→ Supplied material

┌──

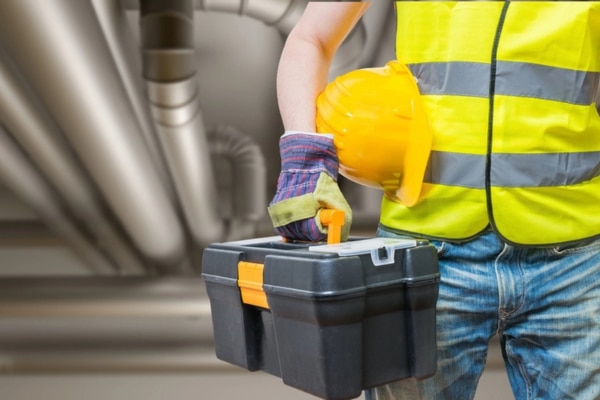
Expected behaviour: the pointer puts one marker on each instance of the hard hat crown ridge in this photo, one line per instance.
(380, 129)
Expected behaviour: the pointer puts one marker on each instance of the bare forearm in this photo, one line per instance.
(306, 58)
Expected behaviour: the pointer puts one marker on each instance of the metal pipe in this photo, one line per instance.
(181, 359)
(249, 173)
(169, 70)
(38, 134)
(112, 18)
(17, 174)
(62, 52)
(99, 297)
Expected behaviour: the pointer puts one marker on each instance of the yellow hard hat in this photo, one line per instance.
(380, 129)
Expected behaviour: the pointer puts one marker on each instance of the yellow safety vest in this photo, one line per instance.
(510, 89)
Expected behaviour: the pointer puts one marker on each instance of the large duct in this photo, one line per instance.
(169, 69)
(61, 49)
(117, 32)
(38, 134)
(17, 174)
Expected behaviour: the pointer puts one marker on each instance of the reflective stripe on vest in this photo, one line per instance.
(511, 91)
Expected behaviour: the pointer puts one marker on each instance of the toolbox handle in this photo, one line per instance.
(334, 220)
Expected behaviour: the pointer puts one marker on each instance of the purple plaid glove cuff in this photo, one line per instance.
(303, 158)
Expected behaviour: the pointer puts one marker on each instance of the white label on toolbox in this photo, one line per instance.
(381, 249)
(261, 240)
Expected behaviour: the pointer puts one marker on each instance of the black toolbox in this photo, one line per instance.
(330, 320)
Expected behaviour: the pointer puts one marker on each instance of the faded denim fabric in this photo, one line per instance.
(544, 303)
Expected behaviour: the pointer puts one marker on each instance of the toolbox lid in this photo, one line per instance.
(381, 249)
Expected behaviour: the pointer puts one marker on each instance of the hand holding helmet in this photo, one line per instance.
(381, 133)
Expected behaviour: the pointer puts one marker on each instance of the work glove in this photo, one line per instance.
(307, 184)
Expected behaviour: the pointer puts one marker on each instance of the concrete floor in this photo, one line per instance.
(201, 386)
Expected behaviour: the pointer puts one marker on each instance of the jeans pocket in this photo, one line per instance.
(590, 245)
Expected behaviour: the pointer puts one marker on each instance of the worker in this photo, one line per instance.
(511, 197)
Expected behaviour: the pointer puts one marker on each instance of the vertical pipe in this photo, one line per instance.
(111, 15)
(167, 32)
(61, 49)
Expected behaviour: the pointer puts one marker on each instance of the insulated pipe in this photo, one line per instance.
(117, 32)
(103, 297)
(61, 49)
(17, 174)
(169, 69)
(38, 134)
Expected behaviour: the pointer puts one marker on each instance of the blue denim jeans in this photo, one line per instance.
(544, 303)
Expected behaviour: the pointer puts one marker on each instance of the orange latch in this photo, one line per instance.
(333, 219)
(250, 281)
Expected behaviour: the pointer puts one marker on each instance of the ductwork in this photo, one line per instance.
(17, 174)
(60, 48)
(248, 186)
(125, 52)
(283, 15)
(83, 90)
(38, 134)
(169, 69)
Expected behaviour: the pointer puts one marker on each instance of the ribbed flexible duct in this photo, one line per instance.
(283, 15)
(169, 69)
(62, 52)
(38, 134)
(17, 174)
(249, 173)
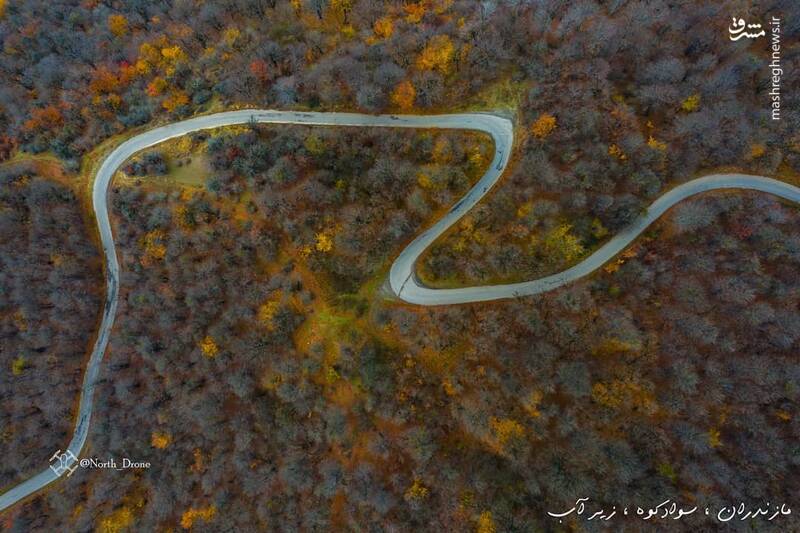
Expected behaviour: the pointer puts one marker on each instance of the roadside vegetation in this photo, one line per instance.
(51, 288)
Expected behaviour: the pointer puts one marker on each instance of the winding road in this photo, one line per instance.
(403, 282)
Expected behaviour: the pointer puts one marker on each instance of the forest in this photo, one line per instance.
(257, 360)
(50, 298)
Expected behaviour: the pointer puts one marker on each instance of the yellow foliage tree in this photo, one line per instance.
(616, 151)
(403, 95)
(18, 365)
(563, 244)
(118, 25)
(383, 27)
(714, 439)
(437, 54)
(209, 347)
(324, 242)
(268, 310)
(417, 491)
(506, 429)
(486, 523)
(692, 103)
(624, 394)
(231, 35)
(757, 150)
(175, 100)
(655, 144)
(154, 247)
(116, 522)
(160, 440)
(543, 126)
(206, 514)
(414, 12)
(342, 8)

└──

Reproduce all of the entries word for word, skipping any pictures they hold.

→ Answer
Expected behaviour: the pointer puts one marker on each instance of the hard hat crown ridge in this photo, one line per instance.
(380, 129)
Expected behaviour: the pointer puts one marker on each instance of the bare forearm in this photo, one line per instance.
(306, 58)
Expected behaviour: the pointer puts one marker on each instance of the metal pipe in this photo, one line per instance.
(181, 359)
(249, 173)
(169, 70)
(38, 134)
(112, 18)
(17, 174)
(62, 52)
(99, 297)
Expected behaviour: the pointer puts one marker on each instance of the yellow hard hat in this photo, one line per instance.
(380, 129)
Expected behaviour: the pointer puts one marker on each instance of the yellow safety vest in this photo, one line per instance.
(510, 89)
Expected behaviour: the pointer puts one marker on each instance of the large duct in this photo, one line per instance.
(169, 69)
(61, 49)
(117, 32)
(38, 134)
(17, 174)
Expected behaviour: the pointer puts one marker on each instance of the reflective stripe on vest in this photo, one line per instance.
(511, 91)
Expected behaviour: the pointer puts one marker on each instance of the toolbox handle in this photo, one line per instance.
(334, 220)
Expected behaviour: the pointer puts one marker on each instance of the purple plaid glove cuff in this photo, one line per instance.
(303, 158)
Expected behaviour: the pointer puts one marker on each instance of the white label on toolbox in this photo, one line per instance.
(381, 249)
(261, 240)
Expected behaviour: the pointer puts one marker on each instance of the black toolbox in this photo, one line per instance.
(330, 320)
Expected behaviour: the pointer puts one marker on each instance of the faded denim fabric in this photo, one line per instance.
(544, 303)
Expected behaviour: the pointer puts one marker on each instance of the toolbox lid in this photo, one line per instance.
(381, 249)
Expected behaviour: the pointer puts one marker on each instance of the hand holding helmet in this photo, one line per instance.
(381, 133)
Expected behaviour: the pointer puts one marker on each instance of the work glove in this photo, one line per instance.
(307, 184)
Expected behaviour: the pointer puts one marker on each instance of the concrete floor in this photo, one line per instance.
(201, 386)
Expected behaviour: the pointer puts one marker on each instance of the jeans pocket in this photo, one line per instance.
(590, 245)
Expected behaviour: the pointer puts one marker on each instance of the worker in this photo, one line per instance.
(511, 197)
Expected behaviour: the pointer puts one marker on each instance of the vertical pipe in this photo, one line per instance.
(111, 15)
(167, 32)
(61, 49)
Expected behaviour: the pointer puts one marker on each instance of the insulated pipe in this photo, one line per instance.
(117, 32)
(103, 297)
(61, 49)
(17, 174)
(169, 69)
(38, 134)
Expected behaviour: the pointer puts one marker on each instance of the blue denim jeans in this photo, one line per instance.
(544, 303)
Expected behaviour: the pointer puts one marker on each instance of the orange latch in this photo, one line per instance.
(333, 219)
(250, 281)
Expected behaviour: the pointer puts one marker on each instance of the ductwork in this photo, one line per instance.
(17, 174)
(60, 48)
(248, 186)
(125, 52)
(283, 15)
(83, 90)
(38, 134)
(169, 69)
Expected behaviour: the pointer puts one marker on each instance of the ribbed flexible duct in this photo, one line per instance.
(283, 15)
(169, 69)
(62, 52)
(38, 134)
(17, 174)
(249, 173)
Expected behaviour: the pointer puts one marker on each instance of the roadside vegetation in this photo, one line per instance.
(51, 288)
Expected behaviour: the pointer puts one marker on each instance of the winding road in this photo, one line per instance.
(403, 282)
Expected behaviour: the pointer puts one marker on each instance of the forest in this photo, one line per instance.
(257, 360)
(50, 298)
Expected behaviour: the pointer puts one marker on each instance of the yellow foliage tree in this photo, one line per instance.
(616, 151)
(403, 95)
(18, 365)
(563, 244)
(118, 25)
(383, 27)
(714, 439)
(437, 54)
(209, 347)
(324, 242)
(268, 310)
(417, 491)
(506, 429)
(486, 523)
(692, 103)
(624, 394)
(231, 35)
(757, 150)
(175, 100)
(655, 144)
(154, 247)
(116, 522)
(160, 440)
(543, 126)
(206, 514)
(414, 12)
(342, 8)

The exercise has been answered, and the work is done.